# Instruction:
In the rate limiter text, what expiry does the Lua script set on a counter key when its count reaches 1?

─── Quoted passage

Redis-Based Distributed Rate Limiter

# Architecture:
Client → Load Balancer → API Server
                              ↓
                          Rate Limiter Middleware (in-process)
                              ↓
                          Redis Cluster (shared counter)
                              ↓ (if allowed)
                          Business Logic Handler

# Production implementation with Lua for atomicity:
RATE_LIMIT_SCRIPT = """
local key = KEYS[1]
local limit = tonumber(ARGV[1])
local window = tonumber(ARGV[2])
local now = tonumber(ARGV[3])
local window_start = math.floor(now / window) * window
local full_key = key .. ':' .. window_start

local count = redis.call('INCR', full_key)
if count == 1 then
    redis.call('EXPIRE', full_key, window + 1)
end
local remaining = math.max(0, limit - count)
local reset = window_start + window
return {count, remaining, reset, limit}
"""

def check_rate_limit(user_id: str, endpoint: str) -> RateLimitResult:
    rule = get_rule(user_id, endpoint)   # from config store
    key = f"rl:{user_id}:{endpoint}"

──────
─── Record list

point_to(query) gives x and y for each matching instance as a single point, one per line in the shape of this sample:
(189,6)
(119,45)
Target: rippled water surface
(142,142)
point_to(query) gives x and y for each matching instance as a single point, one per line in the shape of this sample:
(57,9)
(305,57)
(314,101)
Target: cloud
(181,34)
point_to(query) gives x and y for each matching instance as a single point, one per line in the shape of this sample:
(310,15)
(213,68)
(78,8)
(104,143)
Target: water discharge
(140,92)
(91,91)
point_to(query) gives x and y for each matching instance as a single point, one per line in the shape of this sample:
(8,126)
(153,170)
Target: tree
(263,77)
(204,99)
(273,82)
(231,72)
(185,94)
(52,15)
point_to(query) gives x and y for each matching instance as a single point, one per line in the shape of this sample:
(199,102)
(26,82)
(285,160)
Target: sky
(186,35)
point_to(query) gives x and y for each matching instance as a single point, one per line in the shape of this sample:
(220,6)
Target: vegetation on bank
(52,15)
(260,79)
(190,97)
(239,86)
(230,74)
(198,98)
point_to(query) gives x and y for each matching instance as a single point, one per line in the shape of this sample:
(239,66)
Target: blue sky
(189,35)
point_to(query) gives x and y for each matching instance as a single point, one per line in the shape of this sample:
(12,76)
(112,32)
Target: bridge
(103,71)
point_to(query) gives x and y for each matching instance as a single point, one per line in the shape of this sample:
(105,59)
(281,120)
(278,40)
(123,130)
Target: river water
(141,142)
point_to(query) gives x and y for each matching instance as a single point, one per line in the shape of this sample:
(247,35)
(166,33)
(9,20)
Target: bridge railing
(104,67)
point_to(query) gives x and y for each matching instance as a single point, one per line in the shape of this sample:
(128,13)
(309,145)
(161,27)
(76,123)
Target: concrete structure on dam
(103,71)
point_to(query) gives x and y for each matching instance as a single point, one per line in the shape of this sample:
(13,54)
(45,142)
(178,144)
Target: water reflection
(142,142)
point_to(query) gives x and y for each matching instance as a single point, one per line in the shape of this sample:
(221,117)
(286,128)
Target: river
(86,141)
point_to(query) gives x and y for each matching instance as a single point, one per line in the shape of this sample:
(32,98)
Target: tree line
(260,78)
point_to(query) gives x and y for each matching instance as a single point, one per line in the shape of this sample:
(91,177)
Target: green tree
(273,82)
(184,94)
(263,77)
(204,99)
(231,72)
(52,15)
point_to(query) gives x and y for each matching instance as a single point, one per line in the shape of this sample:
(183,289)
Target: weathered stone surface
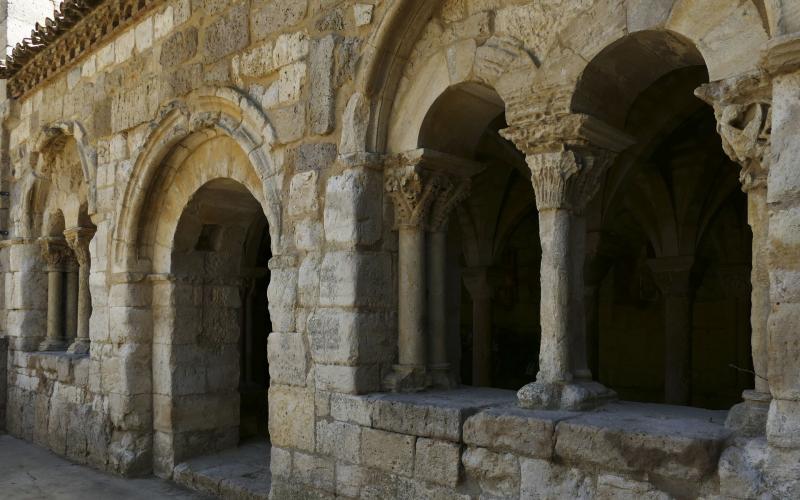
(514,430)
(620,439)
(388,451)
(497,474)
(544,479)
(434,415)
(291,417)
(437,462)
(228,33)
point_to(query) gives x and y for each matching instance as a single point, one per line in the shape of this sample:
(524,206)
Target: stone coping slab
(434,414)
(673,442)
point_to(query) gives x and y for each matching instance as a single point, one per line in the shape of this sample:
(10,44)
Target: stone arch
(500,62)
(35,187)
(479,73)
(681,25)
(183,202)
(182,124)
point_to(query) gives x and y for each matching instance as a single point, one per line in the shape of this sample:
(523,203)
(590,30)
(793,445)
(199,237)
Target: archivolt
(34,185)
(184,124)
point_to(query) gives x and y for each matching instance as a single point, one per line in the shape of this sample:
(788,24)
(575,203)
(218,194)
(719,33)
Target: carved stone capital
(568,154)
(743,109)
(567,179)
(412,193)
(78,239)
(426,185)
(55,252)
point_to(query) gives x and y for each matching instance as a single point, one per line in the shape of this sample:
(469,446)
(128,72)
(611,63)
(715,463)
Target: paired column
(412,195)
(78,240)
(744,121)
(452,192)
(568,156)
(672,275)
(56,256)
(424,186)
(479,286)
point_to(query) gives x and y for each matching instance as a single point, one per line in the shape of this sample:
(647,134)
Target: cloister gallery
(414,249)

──────

# Solution to the exercise:
It sets the expiry to window + 1.